## Liste des tâches
• A. Selon le texte sur l'hôtellerie pendant la Première Guerre mondiale, de quel pourcentage la capacité hôtelière du pays a-t-elle diminué d'après les données de l'Hôtellerie française en 1920 ?
• B. Recopiez, s'il vous plaît, le passage du texte sur l'hôtellerie pendant la Première Guerre mondiale compris entre « Pourtant, l’imaginaire lié » et « de Saint-Malo [18]. », ces deux bornes incluses.

## Texte de la page

********************

En revanche, les dégradations liées à l’aspect matériel sont plus visibles au regard de la documentation d’époque. Outre les destructions liées directement aux combats, l’une des causes principales de dégradation pour les hôtels a été souvent l’utilisation intensive des locaux dans le cadre de réquisitions militaires [14]. En effet, dès l’entrée en guerre, le Service de Santé Militaire procède à un large recours aux hôtels possédant des infrastructures adaptées à l’accueil massif de blessés. Hormis les installations de santé, certains établissements sont réquisitionnés dans un souci bureaucratique. Bien que le nombre total d’hôtels occupés entre 1914 et 1918 soit difficilement mesurable au regard des sources, un commentaire peut néanmoins être fait sur leur profil. Il s’agit avant tout d’hôtels de grandes capacités, capables d’accueillir un nombre important de personnes. On privilégie alors les hôtels de catégorie supérieure mieux dotés en équipements modernes. Ainsi, à Biarritz, tous les grands hôtels de luxe, à l’exception de l’Hôtel du Palais, sont réquisitionnés durant le confit afin d’accueillir les blessés de guerre [15]. Si les réquisitions ont un impact certain pour les hôtels de premier ordre, une grande majorité de l’hôtellerie nationale est, quant à elle, affectée par la mobilisation des hommes mais aussi par les manques d’afflux de touristes.
Compte tenu de la diversité des dommages subis par les différents types d’établissements hôteliers, il paraît complexe d’établir des données fiables quant à la dégradation globale de ce secteur d’activité suite au conflit. En effet, les données concernant l’hôtellerie pour la période 1918-1924 sont rares, la priorité n’étant pas à la quantification de ces entreprises. Certaines organisations syndicales se sont néanmoins essayées à l’exercice. On retiendra par exemple les données fournies par l’Hôtellerie française en 1920 qui avance que, suite à la guerre, la capacité hôtelière du pays a diminué de 20% [16].
Pourtant, l’imaginaire lié à l’aspect destructeur de la Première Guerre mondiale mérite, dans certains cas, d’être nuancé. En effet, bien que les arrivées de touristes chutent bel et bien pendant le conflit, ces derniers, parfois en partie remplacés par des permissionnaires, permettent à certains établissements, même petits, de demeurer économiquement viables [17]. C’est ce que démontre notamment Erwan Le Gall dans le cas de Saint-Malo [18].

********************

## Données
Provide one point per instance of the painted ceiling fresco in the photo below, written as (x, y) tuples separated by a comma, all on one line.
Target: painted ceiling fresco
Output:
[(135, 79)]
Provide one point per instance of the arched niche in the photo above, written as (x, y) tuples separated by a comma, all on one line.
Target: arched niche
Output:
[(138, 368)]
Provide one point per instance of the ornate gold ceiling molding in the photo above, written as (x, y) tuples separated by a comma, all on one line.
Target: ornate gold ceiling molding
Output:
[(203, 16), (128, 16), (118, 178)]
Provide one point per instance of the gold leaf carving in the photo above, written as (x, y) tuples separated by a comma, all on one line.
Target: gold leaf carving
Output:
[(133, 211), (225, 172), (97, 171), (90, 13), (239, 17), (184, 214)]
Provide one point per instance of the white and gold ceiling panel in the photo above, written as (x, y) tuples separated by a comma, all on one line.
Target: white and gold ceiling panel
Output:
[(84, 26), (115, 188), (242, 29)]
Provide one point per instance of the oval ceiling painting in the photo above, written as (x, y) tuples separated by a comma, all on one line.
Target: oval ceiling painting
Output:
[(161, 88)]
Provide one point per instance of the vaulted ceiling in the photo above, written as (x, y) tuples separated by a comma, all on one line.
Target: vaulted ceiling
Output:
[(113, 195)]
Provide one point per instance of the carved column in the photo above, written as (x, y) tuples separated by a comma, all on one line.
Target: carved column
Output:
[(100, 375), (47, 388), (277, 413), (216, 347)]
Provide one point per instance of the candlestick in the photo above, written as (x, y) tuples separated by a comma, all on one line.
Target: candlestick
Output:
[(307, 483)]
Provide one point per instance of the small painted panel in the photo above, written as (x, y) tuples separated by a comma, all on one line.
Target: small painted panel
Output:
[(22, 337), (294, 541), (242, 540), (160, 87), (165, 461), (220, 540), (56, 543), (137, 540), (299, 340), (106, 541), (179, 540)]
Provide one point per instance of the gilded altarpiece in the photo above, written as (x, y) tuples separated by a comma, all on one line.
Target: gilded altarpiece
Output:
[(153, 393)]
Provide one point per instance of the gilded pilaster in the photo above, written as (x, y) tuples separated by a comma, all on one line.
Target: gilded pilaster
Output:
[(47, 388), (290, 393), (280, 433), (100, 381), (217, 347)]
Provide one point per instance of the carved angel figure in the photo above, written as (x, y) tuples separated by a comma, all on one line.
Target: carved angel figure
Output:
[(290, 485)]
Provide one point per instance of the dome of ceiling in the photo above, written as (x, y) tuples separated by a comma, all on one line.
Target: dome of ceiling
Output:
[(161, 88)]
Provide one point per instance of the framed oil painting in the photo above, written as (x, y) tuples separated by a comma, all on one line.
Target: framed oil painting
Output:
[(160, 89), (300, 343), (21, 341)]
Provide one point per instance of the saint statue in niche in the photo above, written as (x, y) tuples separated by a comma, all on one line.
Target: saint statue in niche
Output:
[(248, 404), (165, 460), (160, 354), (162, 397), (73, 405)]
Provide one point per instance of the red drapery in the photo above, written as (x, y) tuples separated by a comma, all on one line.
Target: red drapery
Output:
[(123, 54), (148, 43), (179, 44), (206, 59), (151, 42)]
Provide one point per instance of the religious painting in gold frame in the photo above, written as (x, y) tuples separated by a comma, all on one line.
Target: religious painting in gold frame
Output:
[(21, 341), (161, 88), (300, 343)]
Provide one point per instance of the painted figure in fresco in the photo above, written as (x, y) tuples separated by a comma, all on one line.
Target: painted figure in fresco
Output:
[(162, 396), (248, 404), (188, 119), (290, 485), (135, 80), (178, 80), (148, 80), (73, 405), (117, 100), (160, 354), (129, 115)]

********************

## Réponses
• A. Elle a diminué de 20 %.

• B.
Pourtant, l’imaginaire lié à l’aspect destructeur de la Première Guerre mondiale mérite, dans certains cas, d’être nuancé. En effet, bien que les arrivées de touristes chutent bel et bien pendant le conflit, ces derniers, parfois en partie remplacés par des permissionnaires, permettent à certains établissements, même petits, de demeurer économiquement viables [17]. C’est ce que démontre notamment Erwan Le Gall dans le cas de Saint-Malo [18].